%%

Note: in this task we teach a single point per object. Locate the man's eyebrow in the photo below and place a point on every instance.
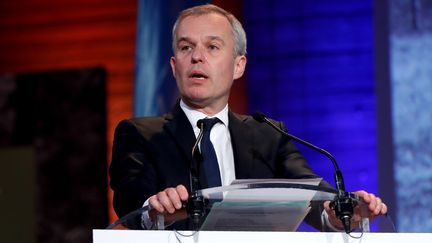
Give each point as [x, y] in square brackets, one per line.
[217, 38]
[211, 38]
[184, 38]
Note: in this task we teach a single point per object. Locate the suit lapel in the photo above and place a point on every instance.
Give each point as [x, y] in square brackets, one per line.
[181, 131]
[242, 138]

%%
%%

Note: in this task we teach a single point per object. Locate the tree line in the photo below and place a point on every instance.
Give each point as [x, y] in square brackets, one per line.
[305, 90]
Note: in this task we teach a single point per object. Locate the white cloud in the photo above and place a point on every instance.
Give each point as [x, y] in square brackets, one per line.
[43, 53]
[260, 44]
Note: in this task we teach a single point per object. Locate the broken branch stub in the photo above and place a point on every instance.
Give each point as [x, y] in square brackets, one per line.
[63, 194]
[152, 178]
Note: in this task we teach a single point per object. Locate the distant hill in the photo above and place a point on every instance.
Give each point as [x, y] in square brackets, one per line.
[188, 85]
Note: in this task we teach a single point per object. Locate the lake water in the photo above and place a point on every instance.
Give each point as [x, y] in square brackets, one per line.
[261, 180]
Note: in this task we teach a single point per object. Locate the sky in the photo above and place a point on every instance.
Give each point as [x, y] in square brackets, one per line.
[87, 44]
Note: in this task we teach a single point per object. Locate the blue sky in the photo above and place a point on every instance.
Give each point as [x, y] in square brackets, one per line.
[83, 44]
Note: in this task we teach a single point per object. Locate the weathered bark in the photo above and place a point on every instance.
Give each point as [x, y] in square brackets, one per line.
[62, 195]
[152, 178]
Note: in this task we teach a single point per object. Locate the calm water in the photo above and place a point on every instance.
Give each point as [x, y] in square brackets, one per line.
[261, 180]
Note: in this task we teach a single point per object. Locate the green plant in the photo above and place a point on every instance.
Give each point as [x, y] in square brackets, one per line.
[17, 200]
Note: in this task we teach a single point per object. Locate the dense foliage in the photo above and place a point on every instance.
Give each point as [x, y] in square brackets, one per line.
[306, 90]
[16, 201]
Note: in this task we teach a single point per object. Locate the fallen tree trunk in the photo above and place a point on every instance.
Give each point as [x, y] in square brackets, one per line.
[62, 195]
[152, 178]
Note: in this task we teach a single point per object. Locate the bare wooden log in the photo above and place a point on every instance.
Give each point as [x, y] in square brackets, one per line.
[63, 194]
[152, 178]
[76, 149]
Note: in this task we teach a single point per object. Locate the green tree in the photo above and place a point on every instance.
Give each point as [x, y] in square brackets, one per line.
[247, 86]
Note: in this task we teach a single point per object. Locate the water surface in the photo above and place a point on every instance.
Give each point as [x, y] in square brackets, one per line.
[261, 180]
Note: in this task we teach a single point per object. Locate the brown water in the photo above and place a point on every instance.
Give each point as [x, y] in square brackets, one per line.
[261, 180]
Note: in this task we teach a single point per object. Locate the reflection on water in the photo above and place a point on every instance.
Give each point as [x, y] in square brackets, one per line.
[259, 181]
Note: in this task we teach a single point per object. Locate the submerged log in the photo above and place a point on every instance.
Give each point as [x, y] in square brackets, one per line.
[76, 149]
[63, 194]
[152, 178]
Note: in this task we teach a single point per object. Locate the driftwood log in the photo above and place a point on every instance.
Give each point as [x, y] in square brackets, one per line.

%%

Written exercise: Count how many lines in the records above contain the word "below", and reply with the number alone.

Output for this exercise: 2